▶ MATERIAL SUPPLIED
※
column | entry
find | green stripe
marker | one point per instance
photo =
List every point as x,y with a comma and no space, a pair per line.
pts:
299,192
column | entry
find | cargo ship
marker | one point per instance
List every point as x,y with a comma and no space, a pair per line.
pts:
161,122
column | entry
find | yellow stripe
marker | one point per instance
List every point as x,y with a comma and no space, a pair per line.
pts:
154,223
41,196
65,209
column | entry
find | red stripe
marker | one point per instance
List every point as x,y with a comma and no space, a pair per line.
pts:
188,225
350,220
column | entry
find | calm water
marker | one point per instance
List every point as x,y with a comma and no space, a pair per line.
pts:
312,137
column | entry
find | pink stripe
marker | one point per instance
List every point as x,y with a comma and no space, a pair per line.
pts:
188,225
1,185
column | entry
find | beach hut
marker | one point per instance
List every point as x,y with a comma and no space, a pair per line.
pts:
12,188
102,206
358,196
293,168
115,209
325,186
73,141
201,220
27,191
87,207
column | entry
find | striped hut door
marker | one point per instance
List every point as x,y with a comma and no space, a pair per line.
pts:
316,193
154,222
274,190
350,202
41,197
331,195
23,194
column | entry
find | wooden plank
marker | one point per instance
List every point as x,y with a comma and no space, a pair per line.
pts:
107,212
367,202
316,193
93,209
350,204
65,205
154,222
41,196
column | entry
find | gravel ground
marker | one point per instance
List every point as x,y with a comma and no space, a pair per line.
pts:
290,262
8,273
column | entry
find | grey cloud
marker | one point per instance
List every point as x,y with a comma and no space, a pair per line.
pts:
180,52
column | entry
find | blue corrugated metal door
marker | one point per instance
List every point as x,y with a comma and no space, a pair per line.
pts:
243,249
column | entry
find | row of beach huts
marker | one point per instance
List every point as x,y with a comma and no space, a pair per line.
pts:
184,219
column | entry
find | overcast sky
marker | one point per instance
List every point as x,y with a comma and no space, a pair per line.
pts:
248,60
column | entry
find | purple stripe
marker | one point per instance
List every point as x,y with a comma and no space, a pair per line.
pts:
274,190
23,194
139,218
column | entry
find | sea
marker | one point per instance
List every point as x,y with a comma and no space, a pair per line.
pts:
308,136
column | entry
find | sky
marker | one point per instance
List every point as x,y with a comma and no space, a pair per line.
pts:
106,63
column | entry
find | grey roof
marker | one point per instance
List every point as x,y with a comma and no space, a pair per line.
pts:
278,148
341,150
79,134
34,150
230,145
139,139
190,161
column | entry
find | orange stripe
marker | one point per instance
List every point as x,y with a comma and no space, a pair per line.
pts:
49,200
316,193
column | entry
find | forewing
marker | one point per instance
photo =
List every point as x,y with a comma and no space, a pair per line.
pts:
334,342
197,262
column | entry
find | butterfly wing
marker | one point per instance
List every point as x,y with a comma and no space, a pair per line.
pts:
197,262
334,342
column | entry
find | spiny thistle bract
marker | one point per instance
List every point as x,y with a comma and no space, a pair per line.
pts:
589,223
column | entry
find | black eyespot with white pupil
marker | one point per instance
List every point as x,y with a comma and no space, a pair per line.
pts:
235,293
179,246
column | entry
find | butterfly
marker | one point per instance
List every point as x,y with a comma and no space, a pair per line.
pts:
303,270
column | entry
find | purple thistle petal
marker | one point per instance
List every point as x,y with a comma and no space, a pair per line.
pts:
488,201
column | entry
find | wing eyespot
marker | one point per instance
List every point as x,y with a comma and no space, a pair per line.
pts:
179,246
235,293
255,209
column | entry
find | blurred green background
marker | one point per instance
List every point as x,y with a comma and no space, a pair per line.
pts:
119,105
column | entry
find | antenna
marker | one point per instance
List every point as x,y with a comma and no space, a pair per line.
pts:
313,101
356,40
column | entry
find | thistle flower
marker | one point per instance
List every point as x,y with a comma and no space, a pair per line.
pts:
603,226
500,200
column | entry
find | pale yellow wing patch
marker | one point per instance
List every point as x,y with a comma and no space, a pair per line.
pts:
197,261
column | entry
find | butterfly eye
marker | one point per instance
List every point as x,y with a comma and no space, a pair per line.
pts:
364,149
※
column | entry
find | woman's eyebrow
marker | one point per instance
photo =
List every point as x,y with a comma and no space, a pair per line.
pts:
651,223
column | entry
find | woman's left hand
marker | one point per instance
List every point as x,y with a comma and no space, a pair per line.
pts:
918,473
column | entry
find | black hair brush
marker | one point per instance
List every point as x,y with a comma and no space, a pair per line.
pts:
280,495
※
▶ STATED TASK
Report each line in the items above that contains the string "butterfly", copying the whole line.

▶ OUTPUT BELOW
find | butterfly wing
find | butterfly
find | butterfly eye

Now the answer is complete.